ASSIGNED TASK:
The lines to copy run from the one containing "point: woman |" to the end of the records below; repeat them exactly and include nothing else.

MATERIAL FOR THE TASK:
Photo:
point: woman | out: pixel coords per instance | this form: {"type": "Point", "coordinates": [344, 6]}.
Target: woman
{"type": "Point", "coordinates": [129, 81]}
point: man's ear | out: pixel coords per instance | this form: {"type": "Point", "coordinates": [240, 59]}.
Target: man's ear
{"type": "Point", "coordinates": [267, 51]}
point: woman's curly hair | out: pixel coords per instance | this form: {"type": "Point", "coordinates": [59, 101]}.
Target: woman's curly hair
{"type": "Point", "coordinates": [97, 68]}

OUTPUT FOR THIS TASK:
point: woman | out: pixel coords per instance | this form: {"type": "Point", "coordinates": [344, 6]}.
Target: woman
{"type": "Point", "coordinates": [129, 81]}
point: man's ear | out: pixel coords per instance | this form: {"type": "Point", "coordinates": [240, 59]}.
Target: man's ear
{"type": "Point", "coordinates": [267, 51]}
point: woman's curly hair | out: pixel coords per instance | this form: {"type": "Point", "coordinates": [59, 101]}.
Target: woman's curly hair
{"type": "Point", "coordinates": [97, 68]}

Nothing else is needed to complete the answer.